▸ PASAJE EXTRAÍDO:
“Si alguno quiere venir en pos de mí, que se niegue a sí mismo, tome su cruz y me siga. Porque quien quiera salvar su vida la perderá; pero el que la pierda por mí la encontrará. ¿Pues de qué le servirá a un hombre ganar el mundo entero, si pierde su alma?” (Mt. 16,24-26).
En el Evangelio de hoy, Jesús nos enseña que negarse a sí mismo no significa despreciarse ni anularse. Una sana autoestima es buena y necesaria para vivir; reconocer las cualidades que Dios nos ha dado es justo y forma parte de la gratitud hacia Él. Lo que Jesús sí nos pide es renunciar al egoísmo que impide seguirle, no el borrar lo que Dios ha hecho en nosotros. Es que dejemos de vivir centrados en nosotros mismos para vivir centrados en Él, de modo que lo que somos y tenemos se convierta en ofrenda de amor.
De igual forma, tomar la cruz no es regodearse en la dureza de la vida, sino aceptar con amor lo que la vida trae consigo: contrariedades, enfermedades, limitaciones. Todo eso, cuando Dios lo permite, se convierte en camino para crecer en humildad y para poner más la confianza en el Señor que en nosotros mismos. Es aceptar con fidelidad la misión y las pruebas que acompañan al amor y a la verdad, transformando lo que podría parecer carga pesada, en yugo llevadero (cf. Mt. 11,30).

▸ LISTA DE TAREAS:
[a] Según el comentario sobre el Evangelio, ¿a qué nos pide Jesús renunciar?
[b] Continúa el comentario sobre el Evangelio a partir de su última oración.

▸ DATOS PROPORCIONADOS:
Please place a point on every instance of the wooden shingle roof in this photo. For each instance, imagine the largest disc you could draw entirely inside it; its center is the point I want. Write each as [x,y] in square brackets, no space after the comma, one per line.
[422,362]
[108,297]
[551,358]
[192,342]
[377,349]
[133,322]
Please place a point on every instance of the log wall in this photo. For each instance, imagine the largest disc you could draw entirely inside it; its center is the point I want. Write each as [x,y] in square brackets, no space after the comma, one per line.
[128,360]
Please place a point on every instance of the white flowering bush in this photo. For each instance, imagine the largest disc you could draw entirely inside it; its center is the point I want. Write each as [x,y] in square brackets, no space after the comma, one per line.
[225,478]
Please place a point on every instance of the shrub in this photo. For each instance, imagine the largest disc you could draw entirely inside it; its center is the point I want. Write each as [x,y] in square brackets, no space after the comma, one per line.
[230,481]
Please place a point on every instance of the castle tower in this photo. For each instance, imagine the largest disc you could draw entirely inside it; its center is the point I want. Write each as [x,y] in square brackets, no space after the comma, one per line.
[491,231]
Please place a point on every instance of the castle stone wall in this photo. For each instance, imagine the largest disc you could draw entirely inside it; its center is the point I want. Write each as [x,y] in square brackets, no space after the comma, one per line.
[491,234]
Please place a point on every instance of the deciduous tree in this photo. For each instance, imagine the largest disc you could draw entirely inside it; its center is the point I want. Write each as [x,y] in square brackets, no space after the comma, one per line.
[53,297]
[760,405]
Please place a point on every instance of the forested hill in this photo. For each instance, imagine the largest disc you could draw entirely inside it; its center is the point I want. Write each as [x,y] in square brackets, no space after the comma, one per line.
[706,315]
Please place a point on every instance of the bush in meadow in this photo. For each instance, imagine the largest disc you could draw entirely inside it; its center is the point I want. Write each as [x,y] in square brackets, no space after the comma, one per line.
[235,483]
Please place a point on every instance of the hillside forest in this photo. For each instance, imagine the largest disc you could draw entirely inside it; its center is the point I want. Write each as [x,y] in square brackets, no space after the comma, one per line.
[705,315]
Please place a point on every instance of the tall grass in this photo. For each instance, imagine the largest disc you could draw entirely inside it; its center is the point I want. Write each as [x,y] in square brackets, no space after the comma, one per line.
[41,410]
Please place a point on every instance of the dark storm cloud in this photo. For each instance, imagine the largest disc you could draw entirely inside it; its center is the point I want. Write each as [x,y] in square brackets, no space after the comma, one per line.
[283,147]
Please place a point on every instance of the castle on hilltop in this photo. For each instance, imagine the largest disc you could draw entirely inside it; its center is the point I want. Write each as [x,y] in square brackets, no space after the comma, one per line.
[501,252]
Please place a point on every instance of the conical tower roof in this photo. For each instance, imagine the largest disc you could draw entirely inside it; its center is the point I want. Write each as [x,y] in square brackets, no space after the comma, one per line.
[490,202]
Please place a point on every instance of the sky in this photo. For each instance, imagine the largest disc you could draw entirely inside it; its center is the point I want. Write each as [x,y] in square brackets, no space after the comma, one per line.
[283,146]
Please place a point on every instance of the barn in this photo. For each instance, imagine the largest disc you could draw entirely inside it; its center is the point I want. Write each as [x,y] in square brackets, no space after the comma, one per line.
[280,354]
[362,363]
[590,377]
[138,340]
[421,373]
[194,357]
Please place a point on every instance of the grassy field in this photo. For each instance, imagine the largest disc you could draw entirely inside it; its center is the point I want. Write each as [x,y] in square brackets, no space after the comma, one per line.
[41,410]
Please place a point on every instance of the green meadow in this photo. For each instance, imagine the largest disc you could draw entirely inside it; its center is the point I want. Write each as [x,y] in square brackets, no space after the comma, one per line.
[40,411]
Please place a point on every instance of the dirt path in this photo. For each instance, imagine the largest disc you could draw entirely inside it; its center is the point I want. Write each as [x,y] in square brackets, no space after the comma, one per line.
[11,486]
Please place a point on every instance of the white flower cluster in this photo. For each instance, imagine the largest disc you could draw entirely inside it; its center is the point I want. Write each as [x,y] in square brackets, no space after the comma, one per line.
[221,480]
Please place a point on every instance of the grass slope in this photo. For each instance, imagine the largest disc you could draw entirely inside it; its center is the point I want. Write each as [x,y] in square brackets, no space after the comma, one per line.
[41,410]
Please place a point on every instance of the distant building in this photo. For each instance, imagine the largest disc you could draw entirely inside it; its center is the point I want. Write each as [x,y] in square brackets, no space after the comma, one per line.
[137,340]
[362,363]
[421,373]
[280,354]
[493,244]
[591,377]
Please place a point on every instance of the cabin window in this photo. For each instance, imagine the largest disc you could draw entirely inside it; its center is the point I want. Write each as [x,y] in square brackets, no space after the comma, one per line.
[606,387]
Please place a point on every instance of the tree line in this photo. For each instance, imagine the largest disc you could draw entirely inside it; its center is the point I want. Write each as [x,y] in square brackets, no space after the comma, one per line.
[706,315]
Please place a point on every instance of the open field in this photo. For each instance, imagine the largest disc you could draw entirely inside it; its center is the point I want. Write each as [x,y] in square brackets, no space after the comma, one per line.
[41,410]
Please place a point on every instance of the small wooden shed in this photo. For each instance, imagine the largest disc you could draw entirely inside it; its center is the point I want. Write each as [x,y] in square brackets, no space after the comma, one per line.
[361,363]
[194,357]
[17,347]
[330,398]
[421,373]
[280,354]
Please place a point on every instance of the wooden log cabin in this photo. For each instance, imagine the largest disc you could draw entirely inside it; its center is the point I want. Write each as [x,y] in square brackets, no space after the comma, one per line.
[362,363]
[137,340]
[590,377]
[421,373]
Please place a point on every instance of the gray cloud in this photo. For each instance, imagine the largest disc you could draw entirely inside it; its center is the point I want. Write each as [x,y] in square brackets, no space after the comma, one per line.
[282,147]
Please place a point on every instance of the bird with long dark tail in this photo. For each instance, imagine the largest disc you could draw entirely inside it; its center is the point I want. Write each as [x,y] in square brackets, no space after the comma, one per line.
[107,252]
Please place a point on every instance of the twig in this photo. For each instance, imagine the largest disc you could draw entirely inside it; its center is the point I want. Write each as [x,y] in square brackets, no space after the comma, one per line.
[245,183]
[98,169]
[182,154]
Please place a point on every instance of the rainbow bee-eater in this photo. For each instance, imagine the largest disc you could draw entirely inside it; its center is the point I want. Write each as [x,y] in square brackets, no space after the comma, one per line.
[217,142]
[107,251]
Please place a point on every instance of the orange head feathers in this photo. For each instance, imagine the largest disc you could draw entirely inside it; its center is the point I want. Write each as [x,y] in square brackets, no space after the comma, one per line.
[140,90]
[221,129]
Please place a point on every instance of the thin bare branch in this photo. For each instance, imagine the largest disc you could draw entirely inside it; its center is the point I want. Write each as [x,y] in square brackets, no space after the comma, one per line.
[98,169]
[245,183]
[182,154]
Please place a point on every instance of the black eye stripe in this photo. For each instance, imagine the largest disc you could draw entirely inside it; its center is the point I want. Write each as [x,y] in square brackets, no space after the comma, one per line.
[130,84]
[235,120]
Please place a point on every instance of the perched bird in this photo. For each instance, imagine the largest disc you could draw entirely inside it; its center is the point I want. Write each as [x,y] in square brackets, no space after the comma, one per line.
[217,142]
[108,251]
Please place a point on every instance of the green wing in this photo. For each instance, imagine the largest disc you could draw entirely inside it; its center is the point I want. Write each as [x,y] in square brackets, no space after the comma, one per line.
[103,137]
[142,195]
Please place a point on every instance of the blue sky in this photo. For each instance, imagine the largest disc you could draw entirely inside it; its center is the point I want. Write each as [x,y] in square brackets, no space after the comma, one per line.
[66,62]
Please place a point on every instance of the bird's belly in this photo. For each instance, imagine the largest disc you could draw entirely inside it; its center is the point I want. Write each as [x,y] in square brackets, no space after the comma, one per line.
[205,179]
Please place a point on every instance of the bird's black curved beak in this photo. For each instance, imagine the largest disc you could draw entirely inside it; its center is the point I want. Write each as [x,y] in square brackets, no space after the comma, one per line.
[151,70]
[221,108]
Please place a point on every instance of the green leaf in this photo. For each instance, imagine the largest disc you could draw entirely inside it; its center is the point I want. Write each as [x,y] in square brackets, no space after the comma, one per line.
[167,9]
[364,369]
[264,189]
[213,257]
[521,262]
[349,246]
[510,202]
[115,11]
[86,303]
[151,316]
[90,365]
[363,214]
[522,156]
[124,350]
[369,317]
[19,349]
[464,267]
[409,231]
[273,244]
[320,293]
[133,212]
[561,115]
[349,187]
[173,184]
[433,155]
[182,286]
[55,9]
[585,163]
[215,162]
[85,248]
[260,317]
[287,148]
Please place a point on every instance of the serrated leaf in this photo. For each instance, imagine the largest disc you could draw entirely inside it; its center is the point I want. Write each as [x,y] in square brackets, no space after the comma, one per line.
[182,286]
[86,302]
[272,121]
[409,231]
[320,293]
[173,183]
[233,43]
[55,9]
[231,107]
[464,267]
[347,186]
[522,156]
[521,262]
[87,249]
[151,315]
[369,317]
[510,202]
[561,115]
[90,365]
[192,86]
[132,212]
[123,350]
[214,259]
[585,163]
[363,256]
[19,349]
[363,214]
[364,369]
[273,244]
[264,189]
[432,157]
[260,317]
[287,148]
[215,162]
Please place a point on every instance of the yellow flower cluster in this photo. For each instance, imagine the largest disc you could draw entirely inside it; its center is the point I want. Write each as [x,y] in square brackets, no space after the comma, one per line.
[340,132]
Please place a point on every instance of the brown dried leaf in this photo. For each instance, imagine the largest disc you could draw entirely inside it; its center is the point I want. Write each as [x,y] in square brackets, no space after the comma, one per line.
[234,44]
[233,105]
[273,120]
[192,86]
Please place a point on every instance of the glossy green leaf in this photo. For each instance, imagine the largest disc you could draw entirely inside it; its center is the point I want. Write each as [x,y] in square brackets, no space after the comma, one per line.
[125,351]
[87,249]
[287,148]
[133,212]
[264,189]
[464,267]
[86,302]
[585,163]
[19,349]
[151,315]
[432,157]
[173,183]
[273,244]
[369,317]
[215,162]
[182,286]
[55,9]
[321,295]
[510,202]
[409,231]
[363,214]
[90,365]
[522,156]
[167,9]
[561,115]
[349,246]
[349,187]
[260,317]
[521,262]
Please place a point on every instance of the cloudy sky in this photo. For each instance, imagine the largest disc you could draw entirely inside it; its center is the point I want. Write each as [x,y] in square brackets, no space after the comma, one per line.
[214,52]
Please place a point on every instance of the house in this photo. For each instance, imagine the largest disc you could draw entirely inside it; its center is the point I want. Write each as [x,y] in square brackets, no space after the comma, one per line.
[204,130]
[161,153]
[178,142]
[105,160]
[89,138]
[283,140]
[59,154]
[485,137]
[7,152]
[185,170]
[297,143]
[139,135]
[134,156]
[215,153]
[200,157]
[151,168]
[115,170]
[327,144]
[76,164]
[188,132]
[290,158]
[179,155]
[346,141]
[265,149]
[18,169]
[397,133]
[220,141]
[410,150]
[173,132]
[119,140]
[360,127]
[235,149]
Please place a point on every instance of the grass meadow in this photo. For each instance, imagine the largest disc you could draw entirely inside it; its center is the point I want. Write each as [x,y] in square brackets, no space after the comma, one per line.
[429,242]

▸ TAREAS RESUELTAS:
[a] Al egoísmo que impide seguirle.

[b]
El contraste entre ganar y perder en este texto resalta la gran paradoja que es todo el Evangelio. Jesús nos recuerda que de nada sirve conquistar el mundo entero si, en ese proceso, se pierde la propia alma. El éxito mundano, sin Dios, es una ganancia vacía; la verdadera victoria es salvar el alma, aunque eso implique pérdidas aparentes a los ojos del mundo. Y quien salva el alma, no lo olvidemos, está salvando también el cuerpo, ya que la persona entera será rescatada y glorificada en el día de la resurrección. Con Él, toda renuncia por amor se convierte en ganancia eterna.
¡Oh, Señor Jesús! Enséñame a negarme a mí mismo sin perder la alegría de ser lo que Tú has querido que sea, a tomar mi cruz con humildad y confianza, y a buscar siempre salvar mi alma, aunque el mundo me llame perdedor. Amén.